- _Selected text_:
· · · · · · ·

Press & Media
Select Editorial Reviews
- Sweet Mystery News Release
- Atlanta Journal-Constitution review of Sweet Mystery
- March 31, 1996
- Lexington Herald Leader (KY) review of Sweet Mystery
- January 21, 1996
- Raleigh News & Observer review of Sweet Mystery
- January 28, 1996
- USA Today review of Sweet Mystery
- April 4, 1996
- Washington Post review of Sweet Mystery
- February 25, 1996
- Be Somebody review
Praise for Sweet Mystery
"Sweet Mystery is a remarkable story... fascinating, but what makes it special is its compassion. Paterson tells her story with sadness and anger but also with great love. She watches her mother losing her fight with alcoholism, and despite the reality of what that meant to her as a daughter, still asks, 'if it doesn't perhaps take much, or more, courage to wage a battle that is lost than to fight with hope for something that might be won.'" Susan Kelly, USA Today
"[B]eautifully written... Paterson's clear mission here is to concentrate on the process of remembering, to discern true memories from the idea of memories or the memories of memories. This is a grand excursion backward, warts and all... The dragon was not the Old South (although with this book Paterson can lay clear claim to the status of Southern Writer) or slavery or class or cotton or your mother's underwear; it was booze and pills, and it burned a hole that could be filled only with the passion of teaching, of writing, of turning her attention to others and sharing her grotesques with us." Robert H. Williams, The Washington Post
"[Paterson's] psychological insights are sound.... For readers who have had similar experiences, this book could offer the comfort of sharing the survival of the horrific." Andrea Cooper, for The New York Times Book Review
"A cathartic reconciliation with the past... [Paterson's] lyrical, sensuous prose brings memory vividly to life and articulates with understated power the rage and sadness of the adult survivor of childhood trauma. Sweet Mystery is a courageous account of personal suffering and recovery that forcefully affirms the necessity of confronting the past." Steven Hill, for The Atlanta Journal-Constitution
"[A] dauntless, poignant account of a troubled early childhood... Sweet Mystery is a carefully researched and eloquent meditation on the causes of a specific family's turmoil. It's a story not only of one child's heartbreak but of her resiliency and healing. What distinguishes Paterson's memoir from others is her vivid documentation of happy times as well as the episodes of confusion and pain. [A] rare, amazing grace of a book." Marianne Gingher, for The News & Observer (Raleigh, NC)

· · · · · · ·

- _Exercise task a_: On the press page, who wrote the praise quoted from USA Today?

(Records from a point labeling set)

· · · · · · ·

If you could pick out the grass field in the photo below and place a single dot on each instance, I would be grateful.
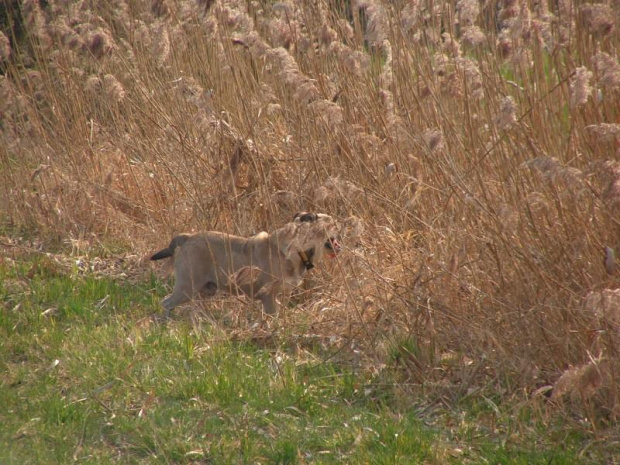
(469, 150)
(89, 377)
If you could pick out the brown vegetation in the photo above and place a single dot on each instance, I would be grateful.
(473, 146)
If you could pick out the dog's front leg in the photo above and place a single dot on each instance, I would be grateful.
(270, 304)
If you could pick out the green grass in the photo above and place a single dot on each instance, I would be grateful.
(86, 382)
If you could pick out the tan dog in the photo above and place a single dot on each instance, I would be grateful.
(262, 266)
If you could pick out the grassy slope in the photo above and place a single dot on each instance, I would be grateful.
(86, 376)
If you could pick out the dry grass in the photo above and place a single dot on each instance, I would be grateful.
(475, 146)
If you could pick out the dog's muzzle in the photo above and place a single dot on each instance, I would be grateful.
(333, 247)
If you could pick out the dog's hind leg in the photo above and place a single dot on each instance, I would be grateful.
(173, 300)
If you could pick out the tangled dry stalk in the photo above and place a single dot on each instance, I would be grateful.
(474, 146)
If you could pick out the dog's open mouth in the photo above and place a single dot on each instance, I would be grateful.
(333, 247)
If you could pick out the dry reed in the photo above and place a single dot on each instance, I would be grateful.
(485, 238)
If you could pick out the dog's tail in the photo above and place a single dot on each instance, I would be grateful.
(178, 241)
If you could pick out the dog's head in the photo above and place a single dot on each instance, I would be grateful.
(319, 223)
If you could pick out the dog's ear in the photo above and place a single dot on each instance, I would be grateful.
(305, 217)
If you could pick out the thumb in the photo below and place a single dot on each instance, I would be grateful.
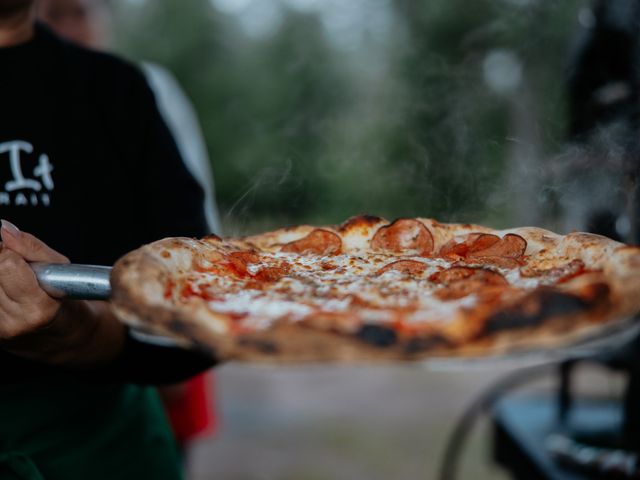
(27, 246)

· · · · · · ·

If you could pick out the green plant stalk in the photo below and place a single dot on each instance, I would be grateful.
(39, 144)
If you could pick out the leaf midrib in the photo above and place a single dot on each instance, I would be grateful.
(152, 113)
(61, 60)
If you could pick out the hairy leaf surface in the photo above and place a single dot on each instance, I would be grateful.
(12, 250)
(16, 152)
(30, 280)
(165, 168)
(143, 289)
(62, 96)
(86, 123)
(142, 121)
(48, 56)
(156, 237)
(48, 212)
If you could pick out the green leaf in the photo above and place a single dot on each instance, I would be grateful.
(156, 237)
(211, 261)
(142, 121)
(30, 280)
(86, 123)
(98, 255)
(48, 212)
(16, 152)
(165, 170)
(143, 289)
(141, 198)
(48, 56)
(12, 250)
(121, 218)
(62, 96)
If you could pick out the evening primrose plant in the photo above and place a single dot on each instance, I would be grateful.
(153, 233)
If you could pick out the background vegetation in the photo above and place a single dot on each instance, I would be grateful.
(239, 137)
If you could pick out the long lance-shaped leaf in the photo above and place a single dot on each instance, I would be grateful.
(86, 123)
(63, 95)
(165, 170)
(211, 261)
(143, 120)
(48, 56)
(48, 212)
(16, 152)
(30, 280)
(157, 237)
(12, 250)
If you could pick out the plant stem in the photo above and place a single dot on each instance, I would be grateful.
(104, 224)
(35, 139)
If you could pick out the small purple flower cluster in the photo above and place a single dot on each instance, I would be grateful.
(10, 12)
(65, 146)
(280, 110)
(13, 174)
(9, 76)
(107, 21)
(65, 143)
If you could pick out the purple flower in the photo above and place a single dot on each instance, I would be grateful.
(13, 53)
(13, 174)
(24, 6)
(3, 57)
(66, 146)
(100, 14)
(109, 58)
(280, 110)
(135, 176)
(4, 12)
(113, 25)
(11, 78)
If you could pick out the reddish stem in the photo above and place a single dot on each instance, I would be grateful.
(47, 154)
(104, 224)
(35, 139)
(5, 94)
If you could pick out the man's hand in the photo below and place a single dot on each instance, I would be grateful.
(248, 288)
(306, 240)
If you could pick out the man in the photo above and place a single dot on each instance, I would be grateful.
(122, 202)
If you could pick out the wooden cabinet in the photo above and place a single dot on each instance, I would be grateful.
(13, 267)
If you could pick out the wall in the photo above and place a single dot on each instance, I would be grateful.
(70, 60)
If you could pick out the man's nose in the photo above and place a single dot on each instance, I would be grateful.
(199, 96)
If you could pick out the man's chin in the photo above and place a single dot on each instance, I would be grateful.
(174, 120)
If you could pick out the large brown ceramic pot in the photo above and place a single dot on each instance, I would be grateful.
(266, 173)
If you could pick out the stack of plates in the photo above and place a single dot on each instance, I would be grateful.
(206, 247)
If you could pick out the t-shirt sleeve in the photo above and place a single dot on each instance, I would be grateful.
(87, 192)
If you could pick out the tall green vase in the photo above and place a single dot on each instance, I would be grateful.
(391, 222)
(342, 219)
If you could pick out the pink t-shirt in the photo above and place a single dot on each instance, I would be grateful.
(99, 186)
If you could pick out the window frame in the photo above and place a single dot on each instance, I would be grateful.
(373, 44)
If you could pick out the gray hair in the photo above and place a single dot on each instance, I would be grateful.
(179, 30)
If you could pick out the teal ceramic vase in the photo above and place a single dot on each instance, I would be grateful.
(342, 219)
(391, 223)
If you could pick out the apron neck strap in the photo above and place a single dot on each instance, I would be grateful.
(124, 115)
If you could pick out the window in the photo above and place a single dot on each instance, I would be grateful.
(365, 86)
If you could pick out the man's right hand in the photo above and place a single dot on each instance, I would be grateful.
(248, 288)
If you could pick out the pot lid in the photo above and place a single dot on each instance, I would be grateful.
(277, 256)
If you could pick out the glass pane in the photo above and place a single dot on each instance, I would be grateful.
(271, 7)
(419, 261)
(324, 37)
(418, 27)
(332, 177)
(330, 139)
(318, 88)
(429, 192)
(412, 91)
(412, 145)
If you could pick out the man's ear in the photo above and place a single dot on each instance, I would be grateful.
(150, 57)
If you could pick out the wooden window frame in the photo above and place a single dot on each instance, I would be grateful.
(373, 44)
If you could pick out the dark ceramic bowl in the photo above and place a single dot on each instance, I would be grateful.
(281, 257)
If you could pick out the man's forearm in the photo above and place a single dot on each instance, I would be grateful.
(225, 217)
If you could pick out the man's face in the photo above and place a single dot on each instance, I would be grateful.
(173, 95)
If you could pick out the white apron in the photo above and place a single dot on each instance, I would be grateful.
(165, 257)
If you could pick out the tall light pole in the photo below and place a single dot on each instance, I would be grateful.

· · · · · · ·

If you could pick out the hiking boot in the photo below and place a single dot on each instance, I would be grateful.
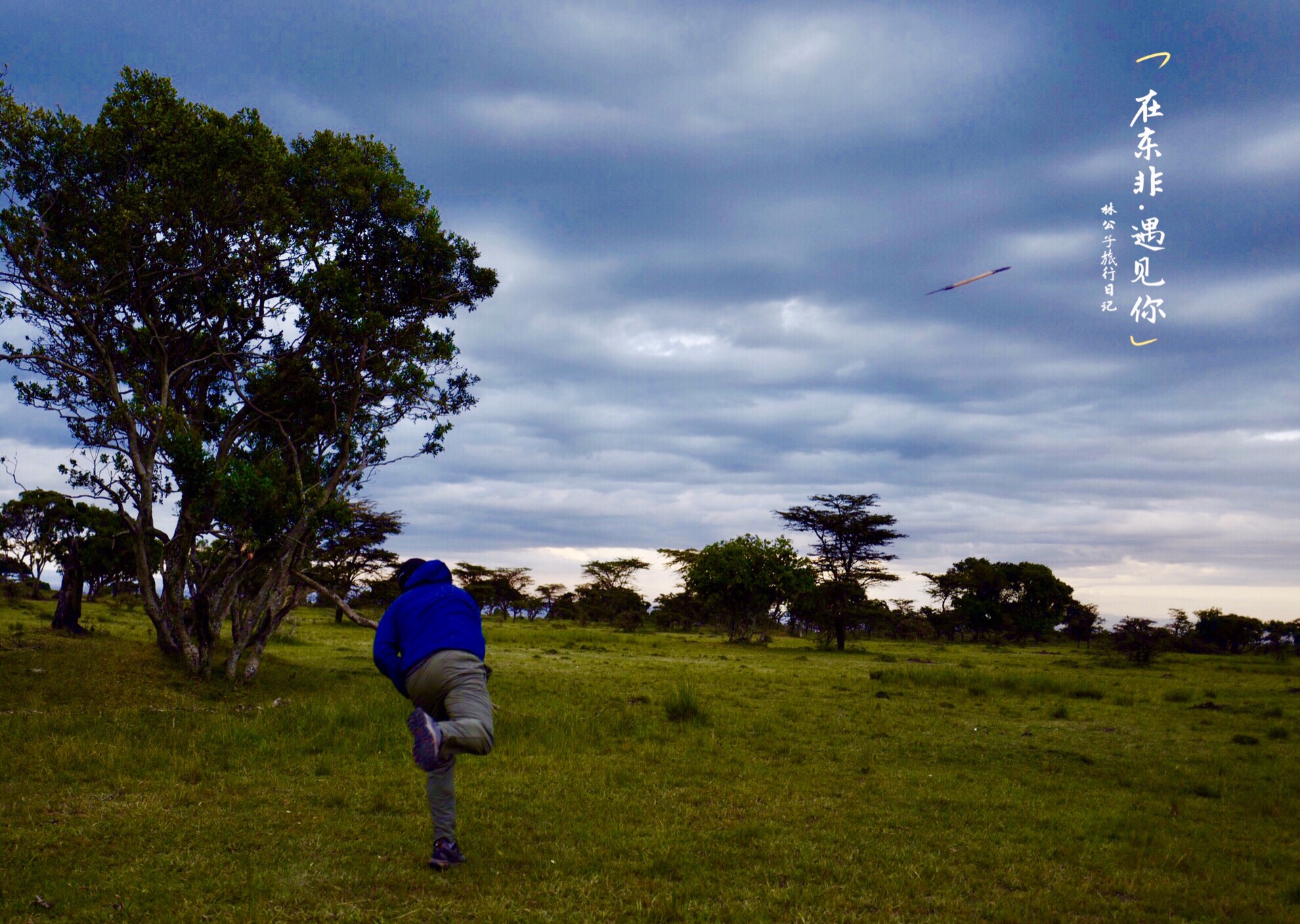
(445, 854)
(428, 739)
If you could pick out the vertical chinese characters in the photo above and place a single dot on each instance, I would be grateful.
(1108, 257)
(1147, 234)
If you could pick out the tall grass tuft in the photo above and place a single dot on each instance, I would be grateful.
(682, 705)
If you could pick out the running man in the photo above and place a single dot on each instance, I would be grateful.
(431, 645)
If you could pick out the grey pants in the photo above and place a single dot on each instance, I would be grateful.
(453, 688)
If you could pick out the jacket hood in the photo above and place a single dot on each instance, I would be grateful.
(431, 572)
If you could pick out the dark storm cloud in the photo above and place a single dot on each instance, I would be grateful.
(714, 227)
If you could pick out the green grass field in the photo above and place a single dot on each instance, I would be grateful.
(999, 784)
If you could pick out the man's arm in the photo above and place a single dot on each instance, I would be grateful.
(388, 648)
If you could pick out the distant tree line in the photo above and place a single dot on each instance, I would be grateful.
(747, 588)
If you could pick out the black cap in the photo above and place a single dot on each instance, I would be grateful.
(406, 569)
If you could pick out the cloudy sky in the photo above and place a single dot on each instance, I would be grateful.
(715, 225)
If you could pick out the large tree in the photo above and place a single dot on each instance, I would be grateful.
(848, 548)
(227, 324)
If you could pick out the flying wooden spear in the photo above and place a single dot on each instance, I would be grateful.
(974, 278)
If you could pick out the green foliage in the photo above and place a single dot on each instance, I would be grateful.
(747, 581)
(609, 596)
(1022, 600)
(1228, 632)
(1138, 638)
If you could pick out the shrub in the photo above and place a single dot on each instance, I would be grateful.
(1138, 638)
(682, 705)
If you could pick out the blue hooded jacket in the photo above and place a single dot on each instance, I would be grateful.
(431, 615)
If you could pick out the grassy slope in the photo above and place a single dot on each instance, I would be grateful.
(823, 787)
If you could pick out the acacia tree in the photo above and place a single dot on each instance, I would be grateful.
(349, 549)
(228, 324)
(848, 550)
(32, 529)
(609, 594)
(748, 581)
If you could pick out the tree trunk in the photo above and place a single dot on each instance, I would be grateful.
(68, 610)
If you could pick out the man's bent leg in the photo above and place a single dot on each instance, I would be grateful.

· · · · · · ·

- _Exercise task b_: Please list every line of the records that contains the word "vase".

- _Problem solution a_: Susan Kelly

- _Problem solution b_:
If you could pick out the tall green vase in the photo above and place a single dot on each instance, I would be grateful.
If you could pick out the teal ceramic vase in the photo above and place a single dot on each instance, I would be grateful.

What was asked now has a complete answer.